## Parts of the exercise
**A.** Copy the Critical Global Studies description from "(formerly International and" up to and including "challenge modern discourse.".
**B.** In the Critical Global Studies description, what was the program's former name?

>> start Document section

Critical Global Studies

(formerly International and Intercultural Studies)

Critical Global Studies invites students through interdisciplinary coursework to explore issues of power, difference, knowledge politics, and social justice concerns. By completing core course work, study abroad and a justice practicum, and language study, Critical Global Studies majors critically examine in depth cultures, indigenous communities, social movements, and nations in ways that challenge modern discourse.

“Critical” refers to various analytical tools and interdisciplinary theories students use to critique Eurocentric and other ethnocentric views, question universalist claims, and work effectively with multiple methodologies, practices, and epistemologies. “Global Studies” addresses global inequalities in multiple areas, such as the environment, public health, poverty, education, women’s issues, class inequality, racism, heteronormativity, indigenous issues, cultural domination, and ongoing colonization in ways that work towards exposing and ending social inequalities and other injustices. Ultimately critical global awareness provides a grounding for productive solutions to these issues, fundamentally transforming oppressive socio-political, cultural, environmental, and economic conditions, and individual and collective emancipation.

>> end Document section
>> start Listing

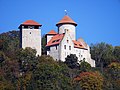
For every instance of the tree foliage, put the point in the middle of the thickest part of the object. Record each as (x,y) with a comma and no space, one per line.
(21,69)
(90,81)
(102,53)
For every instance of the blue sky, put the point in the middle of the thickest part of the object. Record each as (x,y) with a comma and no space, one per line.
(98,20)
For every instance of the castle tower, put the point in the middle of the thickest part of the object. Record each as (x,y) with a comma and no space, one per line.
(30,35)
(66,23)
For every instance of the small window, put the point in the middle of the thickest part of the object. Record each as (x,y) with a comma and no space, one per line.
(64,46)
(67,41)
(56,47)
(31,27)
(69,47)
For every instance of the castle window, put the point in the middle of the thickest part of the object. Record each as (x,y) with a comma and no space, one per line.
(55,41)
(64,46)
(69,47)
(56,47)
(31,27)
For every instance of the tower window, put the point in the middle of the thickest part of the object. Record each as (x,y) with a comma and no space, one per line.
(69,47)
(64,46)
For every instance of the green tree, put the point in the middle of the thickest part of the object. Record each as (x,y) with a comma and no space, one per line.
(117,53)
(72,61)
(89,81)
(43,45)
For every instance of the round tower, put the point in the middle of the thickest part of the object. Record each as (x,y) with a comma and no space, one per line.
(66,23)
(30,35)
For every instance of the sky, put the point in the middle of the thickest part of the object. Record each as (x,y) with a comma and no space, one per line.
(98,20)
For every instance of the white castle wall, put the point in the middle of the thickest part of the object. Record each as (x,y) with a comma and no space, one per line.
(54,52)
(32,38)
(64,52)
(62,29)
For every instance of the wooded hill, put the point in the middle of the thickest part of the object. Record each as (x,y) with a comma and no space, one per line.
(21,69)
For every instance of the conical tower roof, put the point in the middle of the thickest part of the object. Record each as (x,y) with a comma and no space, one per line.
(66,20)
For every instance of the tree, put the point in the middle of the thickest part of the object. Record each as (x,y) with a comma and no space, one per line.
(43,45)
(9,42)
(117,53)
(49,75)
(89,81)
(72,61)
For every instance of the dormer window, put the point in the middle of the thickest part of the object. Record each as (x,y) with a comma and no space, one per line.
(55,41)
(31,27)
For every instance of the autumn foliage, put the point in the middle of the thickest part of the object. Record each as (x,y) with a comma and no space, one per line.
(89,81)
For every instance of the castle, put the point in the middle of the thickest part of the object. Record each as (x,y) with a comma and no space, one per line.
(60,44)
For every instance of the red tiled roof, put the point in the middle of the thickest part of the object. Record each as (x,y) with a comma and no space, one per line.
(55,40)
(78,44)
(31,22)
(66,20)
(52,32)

>> end Listing
>> start Listing

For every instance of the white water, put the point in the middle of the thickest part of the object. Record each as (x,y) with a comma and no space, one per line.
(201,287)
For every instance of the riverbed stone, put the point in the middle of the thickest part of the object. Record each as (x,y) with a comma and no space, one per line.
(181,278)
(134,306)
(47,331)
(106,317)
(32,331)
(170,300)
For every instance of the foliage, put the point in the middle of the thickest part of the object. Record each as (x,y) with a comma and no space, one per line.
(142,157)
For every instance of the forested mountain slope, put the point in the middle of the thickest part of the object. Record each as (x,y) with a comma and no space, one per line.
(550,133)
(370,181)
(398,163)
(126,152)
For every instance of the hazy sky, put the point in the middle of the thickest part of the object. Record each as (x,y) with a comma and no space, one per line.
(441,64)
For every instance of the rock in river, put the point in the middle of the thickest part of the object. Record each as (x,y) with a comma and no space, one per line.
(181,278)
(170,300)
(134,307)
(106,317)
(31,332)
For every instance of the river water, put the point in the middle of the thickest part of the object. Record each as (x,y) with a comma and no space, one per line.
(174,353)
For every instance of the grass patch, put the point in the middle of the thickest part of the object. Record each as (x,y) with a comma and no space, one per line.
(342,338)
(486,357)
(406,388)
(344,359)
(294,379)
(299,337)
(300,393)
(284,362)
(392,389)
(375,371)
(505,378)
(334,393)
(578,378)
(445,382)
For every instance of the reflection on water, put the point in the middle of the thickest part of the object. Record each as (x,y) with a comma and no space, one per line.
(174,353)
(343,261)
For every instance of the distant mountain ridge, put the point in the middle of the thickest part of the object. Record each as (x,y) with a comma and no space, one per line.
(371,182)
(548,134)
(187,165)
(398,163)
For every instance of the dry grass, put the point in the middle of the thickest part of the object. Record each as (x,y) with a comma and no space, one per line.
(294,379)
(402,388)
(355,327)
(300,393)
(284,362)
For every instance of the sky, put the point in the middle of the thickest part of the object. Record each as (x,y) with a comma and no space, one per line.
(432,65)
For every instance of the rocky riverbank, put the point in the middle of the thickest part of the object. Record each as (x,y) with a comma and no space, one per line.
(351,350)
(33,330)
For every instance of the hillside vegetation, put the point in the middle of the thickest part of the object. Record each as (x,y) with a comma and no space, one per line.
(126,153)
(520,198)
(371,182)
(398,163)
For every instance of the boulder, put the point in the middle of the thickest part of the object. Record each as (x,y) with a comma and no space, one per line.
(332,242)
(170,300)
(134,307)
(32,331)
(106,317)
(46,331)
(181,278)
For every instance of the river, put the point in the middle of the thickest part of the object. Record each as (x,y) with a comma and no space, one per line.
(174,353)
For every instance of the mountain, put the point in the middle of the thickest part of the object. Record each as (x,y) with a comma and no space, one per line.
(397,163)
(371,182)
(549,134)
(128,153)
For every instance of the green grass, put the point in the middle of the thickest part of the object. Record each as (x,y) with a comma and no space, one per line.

>> end Listing

## Solution set
**A.**
(formerly International and Intercultural Studies)

Critical Global Studies invites students through interdisciplinary coursework to explore issues of power, difference, knowledge politics, and social justice concerns. By completing core course work, study abroad and a justice practicum, and language study, Critical Global Studies majors critically examine in depth cultures, indigenous communities, social movements, and nations in ways that challenge modern discourse.

**B.** International and Intercultural Studies